• **Work order**: What is needed is an exact copy of the entries, with the pictures excluded.

[Stored items from a collection]
● ● ● ● ●

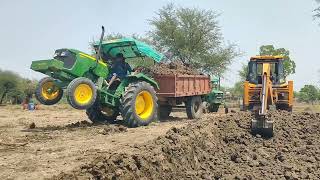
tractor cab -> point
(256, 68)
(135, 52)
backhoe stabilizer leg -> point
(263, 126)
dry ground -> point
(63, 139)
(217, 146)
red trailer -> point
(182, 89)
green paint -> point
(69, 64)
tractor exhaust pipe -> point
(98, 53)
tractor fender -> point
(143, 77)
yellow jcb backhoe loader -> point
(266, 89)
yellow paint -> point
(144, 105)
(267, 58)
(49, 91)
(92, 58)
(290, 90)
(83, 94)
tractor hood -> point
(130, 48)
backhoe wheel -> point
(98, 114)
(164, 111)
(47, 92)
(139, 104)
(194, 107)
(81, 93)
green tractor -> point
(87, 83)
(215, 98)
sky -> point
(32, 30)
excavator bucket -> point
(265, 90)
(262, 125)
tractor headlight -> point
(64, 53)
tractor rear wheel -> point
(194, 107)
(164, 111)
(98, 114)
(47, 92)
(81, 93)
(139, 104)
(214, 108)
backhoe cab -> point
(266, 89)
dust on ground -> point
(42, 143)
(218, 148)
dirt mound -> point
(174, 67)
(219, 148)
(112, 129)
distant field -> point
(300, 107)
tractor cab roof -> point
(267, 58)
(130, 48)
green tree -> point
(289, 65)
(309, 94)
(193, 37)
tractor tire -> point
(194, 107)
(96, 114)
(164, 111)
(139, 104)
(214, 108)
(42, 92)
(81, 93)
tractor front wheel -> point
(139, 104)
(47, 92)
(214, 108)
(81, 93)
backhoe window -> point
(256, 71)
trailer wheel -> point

● ● ● ● ●

• **Written answer**:
tractor cab -> point
(256, 68)
(135, 52)
backhoe stabilizer leg -> point
(263, 126)
dry ground -> point
(63, 139)
(217, 146)
red trailer -> point
(182, 89)
green paint -> point
(69, 64)
tractor exhaust pipe -> point
(98, 53)
tractor fender -> point
(143, 77)
yellow jcb backhoe loader -> point
(266, 89)
yellow paint -> point
(144, 105)
(267, 58)
(49, 91)
(92, 58)
(290, 90)
(83, 94)
tractor hood -> point
(130, 48)
backhoe wheel -> point
(98, 114)
(164, 111)
(47, 92)
(139, 104)
(194, 107)
(81, 93)
green tractor -> point
(87, 83)
(215, 98)
sky -> point
(32, 30)
excavator bucket -> point
(265, 90)
(262, 125)
tractor headlight -> point
(64, 53)
tractor rear wheel -> point
(194, 107)
(164, 111)
(98, 114)
(47, 92)
(81, 93)
(139, 104)
(214, 108)
backhoe cab -> point
(266, 89)
dust on ground -> point
(42, 143)
(218, 148)
dirt mound -> point
(174, 67)
(219, 148)
(112, 129)
distant field -> point
(300, 107)
tractor cab roof -> point
(267, 58)
(130, 48)
green tree -> point
(289, 65)
(309, 94)
(193, 37)
tractor tire -> point
(194, 107)
(96, 114)
(164, 111)
(139, 104)
(214, 108)
(42, 92)
(81, 93)
tractor front wheel -> point
(139, 104)
(47, 92)
(214, 108)
(81, 93)
backhoe window -> point
(256, 71)
trailer wheel -> point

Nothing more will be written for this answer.